Content starts

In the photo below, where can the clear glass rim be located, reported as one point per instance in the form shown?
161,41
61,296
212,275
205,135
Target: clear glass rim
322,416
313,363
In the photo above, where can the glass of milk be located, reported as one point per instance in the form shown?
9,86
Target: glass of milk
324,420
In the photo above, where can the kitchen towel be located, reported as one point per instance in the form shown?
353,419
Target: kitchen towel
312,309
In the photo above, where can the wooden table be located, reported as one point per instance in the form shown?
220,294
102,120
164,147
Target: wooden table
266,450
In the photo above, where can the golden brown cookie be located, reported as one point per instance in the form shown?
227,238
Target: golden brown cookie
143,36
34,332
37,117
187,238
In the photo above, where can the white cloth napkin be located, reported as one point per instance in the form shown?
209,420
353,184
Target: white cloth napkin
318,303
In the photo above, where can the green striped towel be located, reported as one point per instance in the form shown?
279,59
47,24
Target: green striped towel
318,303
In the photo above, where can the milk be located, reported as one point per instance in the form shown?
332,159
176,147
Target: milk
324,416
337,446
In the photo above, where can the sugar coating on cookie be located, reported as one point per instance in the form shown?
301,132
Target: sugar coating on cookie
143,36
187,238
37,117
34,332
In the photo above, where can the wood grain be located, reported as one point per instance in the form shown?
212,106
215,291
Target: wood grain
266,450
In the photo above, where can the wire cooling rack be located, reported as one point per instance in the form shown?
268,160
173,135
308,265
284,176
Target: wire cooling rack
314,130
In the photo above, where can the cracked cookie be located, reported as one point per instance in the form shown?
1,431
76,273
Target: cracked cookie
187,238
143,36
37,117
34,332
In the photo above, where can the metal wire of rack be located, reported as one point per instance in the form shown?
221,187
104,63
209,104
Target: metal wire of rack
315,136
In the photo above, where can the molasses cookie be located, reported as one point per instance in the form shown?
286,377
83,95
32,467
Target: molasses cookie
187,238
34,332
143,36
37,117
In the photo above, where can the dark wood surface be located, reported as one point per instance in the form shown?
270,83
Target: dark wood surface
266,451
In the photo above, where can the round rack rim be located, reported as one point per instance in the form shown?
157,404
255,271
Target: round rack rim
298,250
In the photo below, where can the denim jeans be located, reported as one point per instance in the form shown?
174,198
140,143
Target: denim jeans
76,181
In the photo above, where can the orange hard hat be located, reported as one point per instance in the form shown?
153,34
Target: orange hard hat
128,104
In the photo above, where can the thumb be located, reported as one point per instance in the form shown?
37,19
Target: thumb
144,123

Content ends

What is needed — Return the material exactly. Leave out no line.

Written solution —
In the photo below, where can the clear glass rim be located, reported as one point per instance in the form shown?
161,41
61,296
212,275
205,135
Target: clear glass rim
322,416
313,363
In the photo above, where can the glass of milk be located, reported as one point per instance in the form shown?
9,86
Target: glass of milk
324,420
In the photo above, where can the kitchen towel be located, reported as one point per instance in the form shown?
353,419
Target: kitchen towel
312,309
In the photo above, where can the wooden table be located, reported as one point per instance in the form shown?
220,294
102,120
164,147
Target: wooden table
266,450
In the photo above, where can the golden brown cookie be located, reported as one point per instance in the form shown?
227,238
Target: golden brown cookie
143,36
34,332
37,117
187,238
In the photo above, where can the white cloth napkin be located, reported as one point per instance in the form shown?
209,420
353,184
Target: white cloth napkin
318,303
In the photo above, where can the green striped towel be located, reported as one point per instance in the form shown?
279,59
47,24
Target: green striped towel
318,303
In the photo above, where can the milk be located, reported as one point per instance in the form shown?
332,159
176,147
Target: milk
324,416
337,446
In the photo above, where can the sugar coating on cookie be located, reported as one point per instance in the form shown?
301,132
Target: sugar coating on cookie
143,36
187,238
37,117
34,332
In the photo above, where can the wood grain be located, reported as one point per instance in the form shown?
212,106
215,291
Target: wood grain
266,450
In the photo above, where can the wire cooling rack be located, reported as one point per instance in the form shown?
268,160
173,135
308,265
284,176
Target: wire cooling rack
314,130
In the photo above, where can the cracked cookie be located, reported as one point per instance in the form shown?
1,431
76,273
Target: cracked cookie
187,238
143,36
37,117
34,332
In the photo above, where can the metal wire of rack be located, reported as one point per instance in the form shown?
221,187
104,63
209,104
Target: metal wire of rack
315,136
In the photo above, where can the molasses cookie be located, reported as one point per instance in the form shown?
286,377
83,95
32,467
Target: molasses cookie
187,238
34,332
143,36
37,117
In the photo above, where can the dark wood surface be located, reported as one point per instance in the form shown?
270,83
Target: dark wood surface
266,451
In the photo above, where can the round rack rim be located, reported as one point per instance in the form shown?
157,404
255,271
Target: round rack rim
298,250
In the photo below, where can the denim jeans be located, reported as one point per instance in the form shown?
174,198
140,143
Target: denim jeans
76,181
In the photo above, where can the orange hard hat be located, reported as one point per instance in the form shown?
153,34
Target: orange hard hat
128,104
In the photo above, where can the thumb be located, reported as one point per instance in the form shown?
37,19
Target: thumb
144,123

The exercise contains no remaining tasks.